[Begin Data rows]

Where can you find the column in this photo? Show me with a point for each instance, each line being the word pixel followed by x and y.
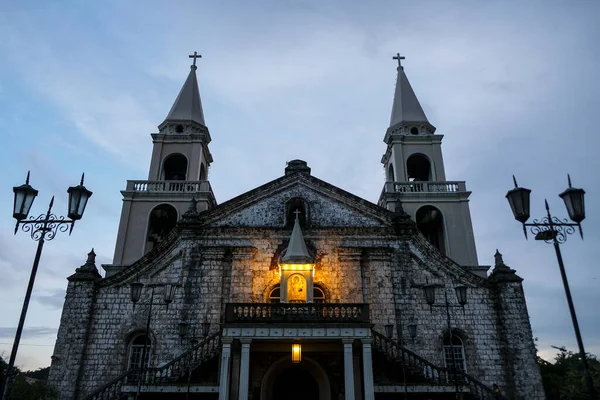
pixel 244 369
pixel 348 369
pixel 369 390
pixel 224 377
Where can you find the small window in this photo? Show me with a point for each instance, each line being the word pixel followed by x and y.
pixel 454 351
pixel 318 295
pixel 275 295
pixel 163 219
pixel 175 168
pixel 296 205
pixel 418 168
pixel 136 351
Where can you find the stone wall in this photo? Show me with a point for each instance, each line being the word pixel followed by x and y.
pixel 217 265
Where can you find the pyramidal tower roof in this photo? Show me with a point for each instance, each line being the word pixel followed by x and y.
pixel 297 253
pixel 406 107
pixel 187 106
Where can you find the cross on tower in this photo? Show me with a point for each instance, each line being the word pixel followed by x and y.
pixel 195 56
pixel 396 57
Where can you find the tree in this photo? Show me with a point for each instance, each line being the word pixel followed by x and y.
pixel 22 389
pixel 564 379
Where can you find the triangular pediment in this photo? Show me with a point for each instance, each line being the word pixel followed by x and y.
pixel 328 206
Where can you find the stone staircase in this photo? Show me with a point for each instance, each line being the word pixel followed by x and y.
pixel 168 373
pixel 422 370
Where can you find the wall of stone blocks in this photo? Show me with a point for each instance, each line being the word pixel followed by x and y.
pixel 217 266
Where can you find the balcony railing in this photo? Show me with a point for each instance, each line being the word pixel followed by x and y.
pixel 169 186
pixel 297 312
pixel 425 187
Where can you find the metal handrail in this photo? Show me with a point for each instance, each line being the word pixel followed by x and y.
pixel 171 371
pixel 430 371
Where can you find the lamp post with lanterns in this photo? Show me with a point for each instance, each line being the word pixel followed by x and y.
pixel 461 297
pixel 553 230
pixel 41 228
pixel 136 294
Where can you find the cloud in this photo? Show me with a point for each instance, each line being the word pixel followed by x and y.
pixel 55 299
pixel 33 332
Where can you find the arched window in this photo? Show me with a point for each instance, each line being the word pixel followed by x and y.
pixel 430 223
pixel 136 350
pixel 318 295
pixel 454 351
pixel 275 295
pixel 391 176
pixel 175 168
pixel 163 219
pixel 418 168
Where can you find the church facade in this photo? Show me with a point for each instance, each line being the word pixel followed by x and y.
pixel 297 288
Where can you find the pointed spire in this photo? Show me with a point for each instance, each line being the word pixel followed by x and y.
pixel 297 252
pixel 188 106
pixel 406 108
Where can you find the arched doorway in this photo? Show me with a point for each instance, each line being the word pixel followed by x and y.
pixel 295 383
pixel 285 380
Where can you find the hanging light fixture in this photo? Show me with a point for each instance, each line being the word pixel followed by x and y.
pixel 296 353
pixel 24 196
pixel 574 202
pixel 78 197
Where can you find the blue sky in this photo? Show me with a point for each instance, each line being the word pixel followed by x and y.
pixel 512 85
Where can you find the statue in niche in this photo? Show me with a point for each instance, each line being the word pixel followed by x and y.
pixel 296 289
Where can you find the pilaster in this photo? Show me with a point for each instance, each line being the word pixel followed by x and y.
pixel 225 365
pixel 369 389
pixel 348 369
pixel 244 369
pixel 350 275
pixel 241 274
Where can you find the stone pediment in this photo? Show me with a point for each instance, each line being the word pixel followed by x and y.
pixel 328 206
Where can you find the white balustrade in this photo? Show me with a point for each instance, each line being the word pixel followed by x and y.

[End Data rows]

Job
Copy every one of the entries above word for word, leaving out the pictures.

Exercise answer
Where can you find the column in this photo? Show me with a point for each instance, each line being the word pixel followed by x and y.
pixel 244 369
pixel 348 369
pixel 369 390
pixel 224 377
Where can you find the small window in this photo? Show me with a point for each instance, each line being the word pixel followed by x and y.
pixel 454 351
pixel 318 295
pixel 275 295
pixel 163 219
pixel 175 168
pixel 296 205
pixel 418 168
pixel 136 351
Where can you find the stone wall in this photo? Show me with a point for each instance, each line being the word pixel followed by x and y.
pixel 217 265
Where can you find the pyramidal tower roof in this photo? Show me with a point for each instance, each line being the word pixel followed by x and y.
pixel 297 253
pixel 406 107
pixel 187 106
Where can you find the cross on tower in this photo? Show me with a point for each instance, each line being the word pixel followed by x and y.
pixel 195 56
pixel 396 57
Where can you find the tree in this photo? Show me with a point for each instance, each line being the word pixel followed by x and y.
pixel 22 389
pixel 564 379
Where can you find the triangular pediment in this photo? Show me with a point for each instance, each line being the word pixel followed by x and y.
pixel 328 206
Where can you find the stone staircase in this photo? Show me with a point for each instance, each line being the word pixel followed by x and y.
pixel 168 373
pixel 422 370
Where can you find the wall of stone blocks in this photo? Show me with a point for each instance, each line being the word pixel followed by x and y.
pixel 217 266
Where can you find the balcony railing in this photo? Show me with a point for each instance, each line being the word pixel followed by x and y.
pixel 169 186
pixel 297 312
pixel 425 187
Where can you find the metal handrail in this photo? Show me with a point for each instance, each line being the word pixel followed by x and y.
pixel 171 371
pixel 430 371
Where can you find the lamp post with lanterns in this photo? Show me with a point for each instance, each line being the word pixel followed by x and y.
pixel 461 297
pixel 553 230
pixel 41 228
pixel 136 294
Where can you find the cloud in this photo? Show me with a point for each instance, each line being the word pixel followed by x and y.
pixel 55 299
pixel 33 332
Where can you find the arched window in this photo? Show me with a point for each instance, each line being the word pixel followed by x and y.
pixel 430 223
pixel 136 350
pixel 318 295
pixel 454 351
pixel 275 295
pixel 391 176
pixel 175 168
pixel 163 219
pixel 418 168
Where can you find the church facade in this photo? Show me with a point for each instance, each line being the word pixel followed by x and y.
pixel 297 288
Where can you find the pointed spire in this photo? Show me with a point for each instance, each line being the word pixel followed by x and y.
pixel 297 252
pixel 188 106
pixel 406 108
Where can you find the arched doorway in this photo? Show me with a point for each instance, each line being the word pixel followed by x and y.
pixel 295 383
pixel 285 380
Where can you find the hanging light fixture in this photo? Show me with a point for each instance, each line being the word pixel followed by x and y.
pixel 296 353
pixel 24 196
pixel 574 202
pixel 78 197
Where can you find the blue sky in this photo? Show me with a point for each instance, each line being the word pixel followed by x and y.
pixel 512 85
Where can you find the statue in niche in this photo? Show me with a point for each instance, each line being the word pixel followed by x and y.
pixel 296 289
Where can you find the pilaster in this photo? Show me with a point for each instance, each line being the word pixel followed by x and y.
pixel 225 365
pixel 369 389
pixel 348 369
pixel 244 369
pixel 350 275
pixel 241 274
Where can you find the stone pediment in this photo? Show me with a point for each instance, each line being the word pixel followed by x and y.
pixel 328 206
Where can you find the white balustrade in this photo? Show me with a point for each instance, each line being the word pixel followed by x and y.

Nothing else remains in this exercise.